-- Source text --

[Start of section]

Assessment of cell apoptosis

Chondrocytes were treated with miR-128a precursor, antisense oligonucleotide, and scrambled control and the number of apoptotic cells per 105 cells in total was quantified using flow cytometry (BD Accuri C6, San Jose, CA) upon probing with Annexin-V-FITC Apoptosis Detection Kits (Enzo Life Sciences Inc., Farmingdale, NY). In a subset of experiments, apoptotic cells were confirmed using fluorescent TUNEL staining (Roche Diagnostics GmbH), according to the manufacturer’s instructions.

Luciferase reporter activity

The wild-type sequence (5′-AAGUUGGAUUGGCACUGUGU-3′; NM_001038495.1) and three-base mutation sequence (5′-AAGUUAUUUUGGCACUGUGU-3′) of the 3′-UTR within Atg12 putatively binding to miR-128a were ligated into pCRII-TOPO II luciferase receptor vectors (Invitrogen), respectively. Chondrocytes (1 × 104 cells per well, 96-well plate) were co-transfected with 10 ng luciferase reporter vectors and 10 ng nM Renilla luciferase reporter vector and followed by transfecting with 30 nM miR-128a precursor, antisense oligonucleotide, or scramble control. Luciferase activities in cell cultures were quantified using a Dual Luciferase Detection Kits (Promega) and normalized with Renilla luciferase activity.

RT-quantitative PCR

Total RNA from articular cartilage and chondrocyte cultures was isolated using QIAzol reagent (Qiagene). One μg total RNA was subjected to reversed transcription. Amplification was performed using a ABI 7900 Detection System (Applied Biosystems), with 2 × TaqMan® Universal PCR Master Mix. Primers for Atg4, Atg12, p62, Beclin, collagen II, aggrecan, SOX9, IL-1β, CXCL9, and calibrator gene 18S rRNA (Supplementary Table 1). Changes in mRNA expressions were calculated as 2−ΔΔCt, where ΔΔCt = ΔCtACLT – ΔCtsham and ΔCt = Ctgene − Ct18S.

Immunoblotting

Protein extracts of articular tissues or chondrocyte cultures were isolated using Mammalian Cell Extraction Kit (Abcam, Cambridge, MA). After electrophoresis and blotting, proteins of interest were probed with LC3, Bax, Bcl2, caspase-3, EZH2, H3K27me1, H3K27me2, H3K27me3, and actin antibodies (Cell Signaling Technology, Danvers, MA). Secondary antibody IgG conjugated horseradish peroxidase (Cell Signaling Technology) incubation, and LumiGLO® chemiluminescent agent in presence of hydrogen peroxide were used for detection, according to the manufacturer’s instructions.

[End of section]

-- Excerpted data --

[Start of section]

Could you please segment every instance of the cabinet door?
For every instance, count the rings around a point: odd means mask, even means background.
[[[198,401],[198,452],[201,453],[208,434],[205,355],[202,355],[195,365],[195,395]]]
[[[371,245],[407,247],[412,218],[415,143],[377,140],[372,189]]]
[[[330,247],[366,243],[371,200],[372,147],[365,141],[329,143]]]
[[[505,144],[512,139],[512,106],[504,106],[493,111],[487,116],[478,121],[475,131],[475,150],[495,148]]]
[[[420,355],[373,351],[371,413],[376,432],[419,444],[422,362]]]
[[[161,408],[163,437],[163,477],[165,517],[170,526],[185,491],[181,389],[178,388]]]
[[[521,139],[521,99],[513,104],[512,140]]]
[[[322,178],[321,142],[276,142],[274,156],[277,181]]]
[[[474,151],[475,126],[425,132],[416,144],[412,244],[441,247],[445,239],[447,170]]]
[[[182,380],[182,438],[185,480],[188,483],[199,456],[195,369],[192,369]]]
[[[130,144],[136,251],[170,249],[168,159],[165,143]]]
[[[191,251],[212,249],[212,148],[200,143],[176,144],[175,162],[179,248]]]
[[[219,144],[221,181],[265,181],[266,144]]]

[End of section]
[Start of section]

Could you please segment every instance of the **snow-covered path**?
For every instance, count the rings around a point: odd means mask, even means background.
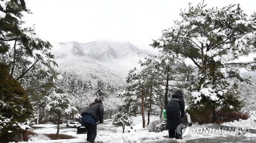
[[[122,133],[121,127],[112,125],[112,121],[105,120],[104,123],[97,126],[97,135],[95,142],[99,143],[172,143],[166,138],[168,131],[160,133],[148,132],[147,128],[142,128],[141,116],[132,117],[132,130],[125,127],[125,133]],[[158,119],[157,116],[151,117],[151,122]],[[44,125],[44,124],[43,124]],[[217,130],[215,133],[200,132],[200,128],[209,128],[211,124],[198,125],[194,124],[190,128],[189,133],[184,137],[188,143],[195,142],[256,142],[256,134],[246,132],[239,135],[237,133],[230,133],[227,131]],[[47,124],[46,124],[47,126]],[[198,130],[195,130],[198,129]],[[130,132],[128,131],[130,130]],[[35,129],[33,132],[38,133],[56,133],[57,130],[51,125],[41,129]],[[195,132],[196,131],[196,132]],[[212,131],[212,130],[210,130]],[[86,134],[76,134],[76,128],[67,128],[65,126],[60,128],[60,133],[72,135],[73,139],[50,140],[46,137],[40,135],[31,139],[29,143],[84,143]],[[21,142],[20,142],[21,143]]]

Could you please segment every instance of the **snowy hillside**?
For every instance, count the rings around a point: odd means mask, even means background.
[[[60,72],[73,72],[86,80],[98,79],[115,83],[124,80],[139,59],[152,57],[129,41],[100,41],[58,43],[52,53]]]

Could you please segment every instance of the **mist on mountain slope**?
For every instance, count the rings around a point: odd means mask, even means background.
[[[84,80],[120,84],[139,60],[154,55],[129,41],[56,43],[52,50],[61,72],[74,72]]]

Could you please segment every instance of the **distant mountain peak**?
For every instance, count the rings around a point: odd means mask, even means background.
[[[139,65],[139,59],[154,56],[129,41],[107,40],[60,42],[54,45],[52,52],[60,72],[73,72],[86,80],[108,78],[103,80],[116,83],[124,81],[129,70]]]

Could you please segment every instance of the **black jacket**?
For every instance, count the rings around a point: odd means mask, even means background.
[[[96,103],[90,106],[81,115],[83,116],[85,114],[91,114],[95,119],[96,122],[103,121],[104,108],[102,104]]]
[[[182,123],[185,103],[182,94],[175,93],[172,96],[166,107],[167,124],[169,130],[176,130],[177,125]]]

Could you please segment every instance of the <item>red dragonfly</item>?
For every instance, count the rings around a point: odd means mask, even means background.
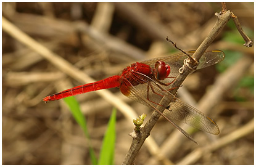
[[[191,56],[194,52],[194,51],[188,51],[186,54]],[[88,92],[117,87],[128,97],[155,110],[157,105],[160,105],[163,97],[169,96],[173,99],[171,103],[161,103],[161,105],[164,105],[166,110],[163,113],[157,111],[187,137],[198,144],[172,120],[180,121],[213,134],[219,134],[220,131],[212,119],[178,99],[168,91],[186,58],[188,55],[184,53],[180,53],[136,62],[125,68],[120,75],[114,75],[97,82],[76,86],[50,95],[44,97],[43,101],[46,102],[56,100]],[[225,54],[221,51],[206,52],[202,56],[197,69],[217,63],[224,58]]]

[End of section]

-- Task requirements --
Carry the miR-128a methods text forward from its final sentence, which ends "according to the manufacturer’s instructions." The data above stand apart from the miR-128a methods text.

-- Response box --
Chromatin immunoprecipitation (ChIP)-PCR

H3K27me2 in vehicle-, IL-1β-, EZH2 cDNA-, EZH2 RNAi-, and UNC1999-treated chondrocyte cultures (5 × 106 cells) was immunoprecipitated using H3K27me2 antibody, IgG, and Megna ChIP™ A/G Chromatin Immunoprecipitation (ChIP) kits (Millipore, Temecula, CA), according to the manufacturer’s instructions. To isolate DNA, the immunoprecipitates were subjected to sonication, elution, Proteinase K digestion, and enrichment with column elution. For PCR assessment, aliquots of DNA specimens were pipetted with Cy3-conjuated probes (forward: 5′-ACGACAGATTGAAGGCCTGGG-3′; reverse: 5′-GGTGCTCTTCCCCAATCAT-3′) (Applied Biosystems) for the −688 to −427 bp region proximal to the transcription start site of the miR-128a promoter (Ensembl:ENSG00000207654). The positive control GADPH promoter was detected using another Cy3-conjugated probe (forward: 5′-TACTAGCGGTTTTAC GGGCG-3′; reverse: 5′-TCGAACAGGAGGAGCAGAGAGCGA-3′). To test the amplification efficiency, standard curves of Ct values vs. serial fivefold dilutions of DNA were plotted and H3K27me2 enrichment to the miR-128a promoter was expressed as % input DNA.

Statistical analysis

All data were displayed as means ± SEM. Analyses of the microRNA array in the ACLT and sham groups, as well as investigations in the OA and non-OA groups, were verified by the Wilcoxon test. Normal control, ACLT, miR-128a, and miR-128a-AS groups were analyzed by a parametric analysis of variance and a Bonferroni post hoc test. Statistical differences were indicated by P-values lower than 0.05.